---------- DATA RECORDS ----------
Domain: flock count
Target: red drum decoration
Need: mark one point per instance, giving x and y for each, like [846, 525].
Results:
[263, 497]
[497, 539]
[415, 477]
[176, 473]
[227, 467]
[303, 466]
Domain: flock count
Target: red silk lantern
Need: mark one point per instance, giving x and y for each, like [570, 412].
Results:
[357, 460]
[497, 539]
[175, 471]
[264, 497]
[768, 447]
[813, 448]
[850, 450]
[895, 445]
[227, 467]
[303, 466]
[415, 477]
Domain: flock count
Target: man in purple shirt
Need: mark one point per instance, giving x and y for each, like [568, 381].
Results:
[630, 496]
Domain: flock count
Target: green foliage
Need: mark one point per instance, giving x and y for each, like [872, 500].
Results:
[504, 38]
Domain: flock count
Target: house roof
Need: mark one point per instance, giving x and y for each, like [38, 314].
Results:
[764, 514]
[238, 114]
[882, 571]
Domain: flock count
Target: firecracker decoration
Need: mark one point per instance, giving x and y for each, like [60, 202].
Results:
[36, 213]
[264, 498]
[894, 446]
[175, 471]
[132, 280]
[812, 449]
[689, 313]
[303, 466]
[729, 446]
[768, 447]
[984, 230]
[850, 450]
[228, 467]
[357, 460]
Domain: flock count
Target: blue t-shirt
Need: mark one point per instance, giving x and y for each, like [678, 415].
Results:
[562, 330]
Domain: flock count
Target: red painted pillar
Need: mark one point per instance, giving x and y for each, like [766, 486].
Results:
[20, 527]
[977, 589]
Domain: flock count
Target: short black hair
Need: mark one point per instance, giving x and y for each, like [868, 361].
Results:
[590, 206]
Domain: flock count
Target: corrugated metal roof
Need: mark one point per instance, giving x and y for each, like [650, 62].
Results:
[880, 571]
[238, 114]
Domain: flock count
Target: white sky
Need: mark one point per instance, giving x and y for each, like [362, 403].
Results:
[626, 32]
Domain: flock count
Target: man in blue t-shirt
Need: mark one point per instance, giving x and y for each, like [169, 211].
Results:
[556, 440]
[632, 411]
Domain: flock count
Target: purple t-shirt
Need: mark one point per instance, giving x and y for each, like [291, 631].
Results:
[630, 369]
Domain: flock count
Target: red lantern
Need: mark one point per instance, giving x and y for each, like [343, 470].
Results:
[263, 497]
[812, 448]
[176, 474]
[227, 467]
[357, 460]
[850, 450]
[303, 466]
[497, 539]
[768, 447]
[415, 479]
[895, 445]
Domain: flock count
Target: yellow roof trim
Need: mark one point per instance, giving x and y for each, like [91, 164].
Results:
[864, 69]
----------
__EXERCISE REQUIREMENTS__. If a line of the records above holds the string "lantern", count it; then state only how many such lines there are.

__ANSWER SECTION__. 2